# [TASK DIRECTIONS]
From the first line to the last, give the data again exactly.

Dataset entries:
++++++

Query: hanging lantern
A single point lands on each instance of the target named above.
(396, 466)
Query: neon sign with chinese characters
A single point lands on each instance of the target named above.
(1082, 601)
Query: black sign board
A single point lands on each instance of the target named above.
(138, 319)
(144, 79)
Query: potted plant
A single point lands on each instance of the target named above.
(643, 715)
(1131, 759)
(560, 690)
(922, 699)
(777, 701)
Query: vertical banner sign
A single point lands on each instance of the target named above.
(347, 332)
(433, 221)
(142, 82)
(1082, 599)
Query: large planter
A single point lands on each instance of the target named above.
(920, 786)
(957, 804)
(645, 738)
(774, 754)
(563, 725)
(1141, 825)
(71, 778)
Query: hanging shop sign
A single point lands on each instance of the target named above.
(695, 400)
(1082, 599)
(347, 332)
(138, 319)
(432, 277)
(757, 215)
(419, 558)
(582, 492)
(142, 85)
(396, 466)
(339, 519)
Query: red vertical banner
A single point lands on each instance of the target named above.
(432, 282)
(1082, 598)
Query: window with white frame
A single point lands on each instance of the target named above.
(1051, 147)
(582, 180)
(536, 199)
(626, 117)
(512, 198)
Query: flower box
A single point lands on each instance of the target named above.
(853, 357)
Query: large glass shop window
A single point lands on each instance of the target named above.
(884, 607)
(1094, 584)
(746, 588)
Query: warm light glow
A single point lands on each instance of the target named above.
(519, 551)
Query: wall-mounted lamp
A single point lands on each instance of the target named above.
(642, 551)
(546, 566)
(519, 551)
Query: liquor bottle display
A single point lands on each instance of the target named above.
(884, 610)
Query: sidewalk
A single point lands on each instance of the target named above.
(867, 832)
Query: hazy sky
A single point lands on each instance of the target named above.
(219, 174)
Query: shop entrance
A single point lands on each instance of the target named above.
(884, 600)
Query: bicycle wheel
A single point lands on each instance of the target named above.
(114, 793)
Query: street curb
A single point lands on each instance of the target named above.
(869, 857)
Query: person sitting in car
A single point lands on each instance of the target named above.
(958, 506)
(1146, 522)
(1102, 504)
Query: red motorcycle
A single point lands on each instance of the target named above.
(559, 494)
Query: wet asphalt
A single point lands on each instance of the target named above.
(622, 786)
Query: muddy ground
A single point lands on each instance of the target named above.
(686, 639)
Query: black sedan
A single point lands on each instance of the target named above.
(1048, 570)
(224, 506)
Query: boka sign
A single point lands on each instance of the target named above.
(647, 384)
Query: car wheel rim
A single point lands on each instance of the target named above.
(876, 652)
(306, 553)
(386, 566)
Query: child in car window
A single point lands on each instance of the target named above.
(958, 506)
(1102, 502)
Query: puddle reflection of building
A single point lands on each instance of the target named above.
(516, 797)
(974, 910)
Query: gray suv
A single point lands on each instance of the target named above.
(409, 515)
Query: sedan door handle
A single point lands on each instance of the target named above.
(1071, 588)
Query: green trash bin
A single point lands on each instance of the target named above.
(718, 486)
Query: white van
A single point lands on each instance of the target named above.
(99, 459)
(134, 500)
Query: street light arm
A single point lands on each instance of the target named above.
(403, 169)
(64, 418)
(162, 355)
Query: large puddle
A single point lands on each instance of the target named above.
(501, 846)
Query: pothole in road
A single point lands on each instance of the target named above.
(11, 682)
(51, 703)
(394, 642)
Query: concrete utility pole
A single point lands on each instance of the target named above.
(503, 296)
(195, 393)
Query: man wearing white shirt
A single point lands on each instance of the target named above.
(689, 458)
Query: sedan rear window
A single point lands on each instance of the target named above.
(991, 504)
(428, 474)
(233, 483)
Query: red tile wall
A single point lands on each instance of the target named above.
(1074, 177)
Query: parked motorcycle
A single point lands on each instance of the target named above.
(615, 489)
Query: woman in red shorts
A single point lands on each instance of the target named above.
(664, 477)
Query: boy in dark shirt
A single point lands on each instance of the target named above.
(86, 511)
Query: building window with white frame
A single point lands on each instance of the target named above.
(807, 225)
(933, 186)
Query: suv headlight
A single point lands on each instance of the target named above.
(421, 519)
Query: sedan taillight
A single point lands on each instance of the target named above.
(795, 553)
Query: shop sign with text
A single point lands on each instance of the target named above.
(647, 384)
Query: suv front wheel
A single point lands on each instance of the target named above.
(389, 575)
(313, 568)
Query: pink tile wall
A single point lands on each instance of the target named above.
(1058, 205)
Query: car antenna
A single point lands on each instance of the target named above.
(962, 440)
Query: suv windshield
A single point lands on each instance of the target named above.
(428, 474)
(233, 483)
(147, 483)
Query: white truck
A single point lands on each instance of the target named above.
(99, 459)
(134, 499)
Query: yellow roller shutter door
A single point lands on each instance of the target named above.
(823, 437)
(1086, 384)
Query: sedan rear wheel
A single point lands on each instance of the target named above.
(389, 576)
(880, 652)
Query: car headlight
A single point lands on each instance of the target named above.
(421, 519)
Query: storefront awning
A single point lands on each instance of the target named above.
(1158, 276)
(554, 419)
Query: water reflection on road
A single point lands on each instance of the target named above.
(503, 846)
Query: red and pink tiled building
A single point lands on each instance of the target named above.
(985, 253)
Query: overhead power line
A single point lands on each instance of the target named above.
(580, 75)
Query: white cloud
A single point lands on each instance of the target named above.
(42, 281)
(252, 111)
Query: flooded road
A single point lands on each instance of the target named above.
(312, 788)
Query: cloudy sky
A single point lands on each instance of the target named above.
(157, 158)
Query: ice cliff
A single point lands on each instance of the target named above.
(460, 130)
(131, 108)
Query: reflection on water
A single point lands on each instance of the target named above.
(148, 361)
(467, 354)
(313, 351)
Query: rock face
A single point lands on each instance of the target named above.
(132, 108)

++++++

# [PROBLEM SOLUTION]
Query: hanging lantern
A single point lands on each instance of the target named above.
(396, 466)
Query: neon sign with chinese characters
A single point lands on each instance of the target named above.
(1082, 601)
Query: black sign board
A single point lands on each instance of the target named above.
(138, 319)
(144, 79)
Query: potted plant
A single point lands on each instance of the target named above.
(643, 715)
(1131, 759)
(560, 690)
(922, 699)
(777, 701)
Query: vertical banner sign
A single point lands on each instance of the target named above.
(347, 332)
(433, 221)
(142, 82)
(1082, 599)
Query: large planter
A single point lands on each instance of the target named above.
(920, 786)
(957, 804)
(645, 738)
(774, 754)
(563, 725)
(1141, 825)
(71, 778)
Query: hanging shop sign
A single point lands on each instance of the target named above.
(695, 400)
(1082, 599)
(347, 332)
(138, 319)
(432, 277)
(757, 215)
(419, 558)
(582, 492)
(142, 85)
(396, 466)
(339, 519)
Query: red vertical banner
A single point lands on each instance of the target named above.
(432, 282)
(1082, 598)
Query: window with white frame
A single point lands on each instance of the target named above.
(1051, 147)
(582, 180)
(536, 199)
(626, 117)
(512, 198)
Query: flower box
A single point lands on each instance of the target named above.
(853, 357)
Query: large glass shop window
A single point lands on each instance of the target named above.
(884, 607)
(1094, 584)
(746, 588)
Query: warm light glow
A single point lands on each instance of the target named above.
(519, 551)
Query: wall-mounted lamp
A single point lands on each instance of the target named above.
(642, 551)
(546, 566)
(519, 551)
Query: liquor bottle display
A single point lands on each instance of the target named above.
(884, 610)
Query: sidewalk
A single point lands on each instance of the target named above.
(867, 832)
Query: hazy sky
A single point lands on each instance of the target named above.
(219, 174)
Query: shop entrance
A single point lands on each instance of the target named above.
(884, 600)
Query: bicycle wheel
A single point lands on each instance of the target named above.
(114, 793)
Query: street curb
A single point lands on each instance of the target named above.
(869, 857)
Query: person sitting in car
A single point lands on each instance of the target named above.
(958, 506)
(1146, 522)
(1102, 504)
Query: red motorcycle
A single point lands on each instance of the target named above.
(559, 494)
Query: wet asphalt
A single point lands on each instance of the target named above.
(622, 786)
Query: muddy ground
A single point lands on each instance of the target named above.
(686, 639)
Query: black sedan
A single point lands on each instance of the target named above.
(1048, 570)
(224, 506)
Query: boka sign
A single point lands on each instance of the target named above.
(647, 384)
Query: car wheel rim
A single point lands on each instance of the target named above.
(876, 652)
(306, 553)
(386, 566)
Query: child in car window
A single point lands on each instance of the target named above.
(958, 506)
(1102, 502)
Query: puddle reflection of building
A single point lands on each instance of the target named above.
(516, 797)
(974, 910)
Query: gray suv
A single point lands on each instance of the target named above.
(409, 515)
Query: sedan door handle
A single point lands on each instance of the target named above.
(1071, 588)
Query: green trash bin
A single point lands on each instance of the target named above.
(718, 486)
Query: white van
A single point lands on each instance of the target named above.
(99, 459)
(134, 500)
Query: street light arm
A single point lands on each instance of the target named above.
(403, 169)
(64, 418)
(162, 355)
Query: large puddle
A single point lands on each instance of the target named above.
(501, 846)
Query: pothole in road
A single point lands on each instance of the target named above.
(11, 682)
(51, 703)
(394, 642)
Query: concrete utility pole
A single point lands on each instance of the target named above.
(503, 296)
(195, 393)
Query: man wearing white shirt
A single point lands on each instance of the target named above.
(689, 458)
Query: sedan rear window
A single point lands on each instance of the target named above.
(991, 504)
(428, 474)
(233, 483)
Query: red tile wall
A single point lands on each instance of the target named above.
(1074, 177)
Query: parked motorcycle
A single point lands on each instance of the target named above.
(615, 489)
Query: woman in red shorts
A single point lands on each instance of the target named above.
(664, 477)
Query: boy in dark shirt
A single point lands on each instance of the target named above.
(86, 511)
Query: building window with white frame
A single point lands on each instance of the target named above.
(807, 225)
(933, 186)
Query: suv headlight
A single point lands on each instance of the target named above.
(421, 519)
Query: sedan taillight
A single point lands on each instance of the target named above.
(795, 553)
Query: shop sign with text
A single point lands on each instance of the target named above.
(647, 384)
Query: suv front wheel
A single point lands on each instance of the target named above.
(389, 575)
(313, 568)
Query: pink tile wall
A single point lands on each instance of the target named above.
(1058, 205)
Query: car antenna
A single point lands on each instance of the target named above.
(962, 440)
Query: suv windshield
A single point lands on each instance of the target named above.
(428, 474)
(233, 483)
(147, 483)
Query: white truck
A single point lands on each instance of the target named above.
(99, 459)
(134, 499)
Query: yellow roller shutter door
A single point lands on each instance of the target named above.
(823, 437)
(1086, 384)
Query: sedan rear wheel
A single point lands on each instance of the target named above.
(389, 576)
(880, 652)
Query: car headlight
A single point lands on each instance of the target named above.
(421, 519)
Query: storefront awning
A single point lands on each instance of the target named above.
(1158, 276)
(554, 419)
Query: water reflection on road
A single point lands on each instance of the target named above.
(503, 846)
Query: red and pink tiled building
A single point lands on each instance of the target named above.
(985, 253)
Query: overhead power line
A single point lands on each instance of the target named above.
(580, 75)
Query: white cloud
A single point lands on each instance of the target named above.
(42, 281)
(252, 111)
Query: flooded road
A single point lands on each instance of the target named above.
(312, 788)
Query: cloudy sky
A single point lands on each instance of the target named above.
(157, 158)
Query: ice cliff
A single point lands on each instance of the target named above.
(460, 130)
(131, 108)
Query: reflection on water
A single point lands on each instance of the target named above.
(148, 361)
(467, 354)
(313, 351)
Query: rock face
A single point lands on each instance of the target named above.
(132, 108)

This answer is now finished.